Beginning with the line containing "Target: baseboard trim" and ending with the last line of the entries below, copy each line exactly and nothing else.
___ GIVEN DATA
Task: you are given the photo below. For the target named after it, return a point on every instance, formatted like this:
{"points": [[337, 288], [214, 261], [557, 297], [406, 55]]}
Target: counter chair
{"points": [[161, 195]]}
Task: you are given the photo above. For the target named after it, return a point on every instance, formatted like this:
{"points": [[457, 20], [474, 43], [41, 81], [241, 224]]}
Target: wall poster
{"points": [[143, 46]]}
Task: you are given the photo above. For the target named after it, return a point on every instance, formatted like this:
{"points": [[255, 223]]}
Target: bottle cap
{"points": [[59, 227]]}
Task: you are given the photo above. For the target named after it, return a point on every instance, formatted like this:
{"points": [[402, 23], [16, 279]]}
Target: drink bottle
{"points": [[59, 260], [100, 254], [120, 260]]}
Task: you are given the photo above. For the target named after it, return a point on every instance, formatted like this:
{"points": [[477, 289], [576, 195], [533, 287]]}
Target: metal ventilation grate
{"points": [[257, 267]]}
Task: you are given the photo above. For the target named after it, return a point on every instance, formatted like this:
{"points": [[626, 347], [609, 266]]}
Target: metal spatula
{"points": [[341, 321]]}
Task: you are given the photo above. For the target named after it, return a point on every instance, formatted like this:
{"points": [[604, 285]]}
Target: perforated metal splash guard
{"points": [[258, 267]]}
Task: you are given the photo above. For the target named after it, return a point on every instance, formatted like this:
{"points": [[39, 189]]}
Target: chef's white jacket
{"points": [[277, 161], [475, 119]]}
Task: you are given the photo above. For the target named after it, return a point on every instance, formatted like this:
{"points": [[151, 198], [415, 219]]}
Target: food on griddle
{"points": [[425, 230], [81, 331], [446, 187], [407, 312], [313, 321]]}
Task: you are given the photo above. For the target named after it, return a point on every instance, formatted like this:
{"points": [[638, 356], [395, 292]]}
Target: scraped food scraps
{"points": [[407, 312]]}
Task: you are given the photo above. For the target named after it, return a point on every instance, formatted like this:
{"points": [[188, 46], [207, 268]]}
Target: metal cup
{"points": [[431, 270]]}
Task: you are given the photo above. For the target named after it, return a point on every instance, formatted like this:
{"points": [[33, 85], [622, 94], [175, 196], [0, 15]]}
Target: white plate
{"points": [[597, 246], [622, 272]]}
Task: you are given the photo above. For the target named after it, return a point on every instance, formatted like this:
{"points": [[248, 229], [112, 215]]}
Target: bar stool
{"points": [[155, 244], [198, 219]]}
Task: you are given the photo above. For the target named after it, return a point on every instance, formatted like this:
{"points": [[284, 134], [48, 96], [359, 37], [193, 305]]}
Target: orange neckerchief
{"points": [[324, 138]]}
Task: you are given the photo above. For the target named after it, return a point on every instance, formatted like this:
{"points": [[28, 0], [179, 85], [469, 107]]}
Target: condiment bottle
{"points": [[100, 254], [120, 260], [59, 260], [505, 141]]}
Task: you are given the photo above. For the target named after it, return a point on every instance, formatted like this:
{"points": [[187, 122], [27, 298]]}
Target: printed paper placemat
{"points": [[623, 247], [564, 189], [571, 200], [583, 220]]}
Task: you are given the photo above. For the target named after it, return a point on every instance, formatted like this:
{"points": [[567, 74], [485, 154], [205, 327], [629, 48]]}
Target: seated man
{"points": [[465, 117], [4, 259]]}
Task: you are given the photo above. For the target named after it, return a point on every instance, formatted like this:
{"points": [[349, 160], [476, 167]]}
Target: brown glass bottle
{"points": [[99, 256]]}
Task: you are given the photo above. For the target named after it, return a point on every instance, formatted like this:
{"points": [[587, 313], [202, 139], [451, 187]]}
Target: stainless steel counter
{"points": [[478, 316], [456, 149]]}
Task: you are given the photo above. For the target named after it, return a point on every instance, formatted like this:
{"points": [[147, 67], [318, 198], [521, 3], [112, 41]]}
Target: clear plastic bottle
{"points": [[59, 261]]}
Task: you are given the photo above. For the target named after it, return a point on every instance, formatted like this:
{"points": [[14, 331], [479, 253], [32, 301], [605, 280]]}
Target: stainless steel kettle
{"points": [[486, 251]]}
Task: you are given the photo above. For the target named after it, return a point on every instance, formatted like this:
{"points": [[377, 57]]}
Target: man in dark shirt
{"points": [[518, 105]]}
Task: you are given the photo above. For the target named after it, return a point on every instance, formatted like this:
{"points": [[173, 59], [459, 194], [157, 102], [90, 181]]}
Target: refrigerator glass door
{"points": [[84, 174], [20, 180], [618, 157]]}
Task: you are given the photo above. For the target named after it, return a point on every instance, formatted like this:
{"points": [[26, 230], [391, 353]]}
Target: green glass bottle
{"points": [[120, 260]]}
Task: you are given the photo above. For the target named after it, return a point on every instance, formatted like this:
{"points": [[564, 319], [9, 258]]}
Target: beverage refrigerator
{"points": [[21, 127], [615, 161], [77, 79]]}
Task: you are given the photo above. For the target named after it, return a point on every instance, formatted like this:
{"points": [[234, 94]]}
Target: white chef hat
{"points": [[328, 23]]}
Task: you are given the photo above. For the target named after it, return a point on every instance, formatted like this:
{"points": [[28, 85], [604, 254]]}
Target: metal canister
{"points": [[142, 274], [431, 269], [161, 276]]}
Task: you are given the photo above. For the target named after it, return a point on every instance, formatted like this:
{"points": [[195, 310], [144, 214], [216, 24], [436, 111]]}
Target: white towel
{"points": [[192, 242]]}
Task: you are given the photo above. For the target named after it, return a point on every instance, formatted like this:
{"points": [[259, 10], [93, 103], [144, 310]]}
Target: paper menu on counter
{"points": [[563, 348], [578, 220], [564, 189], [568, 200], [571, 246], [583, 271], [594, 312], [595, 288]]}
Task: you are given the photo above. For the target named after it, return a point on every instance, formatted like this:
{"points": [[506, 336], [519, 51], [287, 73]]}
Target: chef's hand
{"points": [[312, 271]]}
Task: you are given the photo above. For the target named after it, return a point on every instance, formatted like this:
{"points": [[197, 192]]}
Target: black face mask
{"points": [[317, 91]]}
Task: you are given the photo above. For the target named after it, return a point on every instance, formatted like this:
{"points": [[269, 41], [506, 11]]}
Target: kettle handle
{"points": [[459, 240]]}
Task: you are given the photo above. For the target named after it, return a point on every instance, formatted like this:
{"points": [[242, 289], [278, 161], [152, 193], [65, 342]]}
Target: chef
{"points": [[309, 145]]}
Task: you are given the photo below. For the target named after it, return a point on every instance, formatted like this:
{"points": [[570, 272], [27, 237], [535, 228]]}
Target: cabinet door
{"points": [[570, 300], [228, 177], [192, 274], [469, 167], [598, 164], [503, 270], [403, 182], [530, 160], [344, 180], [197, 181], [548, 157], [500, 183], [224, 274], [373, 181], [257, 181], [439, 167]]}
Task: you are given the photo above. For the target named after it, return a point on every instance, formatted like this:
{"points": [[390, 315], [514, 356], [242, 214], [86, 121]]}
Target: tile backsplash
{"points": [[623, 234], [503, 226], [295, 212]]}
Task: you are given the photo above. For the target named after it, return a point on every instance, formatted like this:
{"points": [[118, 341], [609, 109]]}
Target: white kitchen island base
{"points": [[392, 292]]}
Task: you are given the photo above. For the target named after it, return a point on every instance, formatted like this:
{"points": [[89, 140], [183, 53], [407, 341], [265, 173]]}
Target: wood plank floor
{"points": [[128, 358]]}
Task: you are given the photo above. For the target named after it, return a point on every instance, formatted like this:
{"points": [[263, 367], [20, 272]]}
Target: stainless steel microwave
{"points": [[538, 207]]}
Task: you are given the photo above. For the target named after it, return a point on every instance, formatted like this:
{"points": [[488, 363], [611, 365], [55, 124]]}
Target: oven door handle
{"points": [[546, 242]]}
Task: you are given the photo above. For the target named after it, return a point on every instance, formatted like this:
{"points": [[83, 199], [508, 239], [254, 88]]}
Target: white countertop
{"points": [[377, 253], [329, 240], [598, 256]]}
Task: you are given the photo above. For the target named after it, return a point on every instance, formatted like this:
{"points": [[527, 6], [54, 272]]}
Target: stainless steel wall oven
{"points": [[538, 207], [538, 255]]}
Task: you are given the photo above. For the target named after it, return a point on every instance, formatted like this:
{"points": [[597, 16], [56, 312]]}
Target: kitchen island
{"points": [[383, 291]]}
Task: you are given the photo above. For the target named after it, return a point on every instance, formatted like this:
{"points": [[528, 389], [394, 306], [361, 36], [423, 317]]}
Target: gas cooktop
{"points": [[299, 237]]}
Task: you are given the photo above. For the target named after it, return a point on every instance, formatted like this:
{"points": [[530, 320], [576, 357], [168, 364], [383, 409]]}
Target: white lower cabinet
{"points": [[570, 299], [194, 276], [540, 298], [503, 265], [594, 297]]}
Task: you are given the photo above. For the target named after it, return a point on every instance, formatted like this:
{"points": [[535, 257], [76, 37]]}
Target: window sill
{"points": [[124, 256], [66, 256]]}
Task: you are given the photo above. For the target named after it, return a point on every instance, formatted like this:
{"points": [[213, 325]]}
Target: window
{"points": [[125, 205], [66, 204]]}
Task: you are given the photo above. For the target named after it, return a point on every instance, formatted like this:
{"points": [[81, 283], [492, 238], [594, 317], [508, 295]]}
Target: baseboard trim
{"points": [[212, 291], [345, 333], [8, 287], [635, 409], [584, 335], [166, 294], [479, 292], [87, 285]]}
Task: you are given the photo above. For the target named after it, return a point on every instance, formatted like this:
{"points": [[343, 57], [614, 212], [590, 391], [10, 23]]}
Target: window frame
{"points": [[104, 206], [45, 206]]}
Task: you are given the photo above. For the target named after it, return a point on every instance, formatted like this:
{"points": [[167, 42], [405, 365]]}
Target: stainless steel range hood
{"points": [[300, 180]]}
______
• EXPECTED OUTPUT
Target: baseboard trim
{"points": [[212, 291], [345, 333], [8, 287], [635, 409], [584, 335], [166, 294], [479, 292], [87, 285]]}
Task: you are given the photo above. For the target named after it, return a point on every instance, formatted like this:
{"points": [[343, 57], [614, 212], [590, 391], [10, 23]]}
Target: window frame
{"points": [[104, 206], [45, 206]]}
Task: you are given the photo above. For the target named after it, return a point on every instance, formatted like this:
{"points": [[167, 42], [405, 365]]}
Target: stainless steel range hood
{"points": [[300, 180]]}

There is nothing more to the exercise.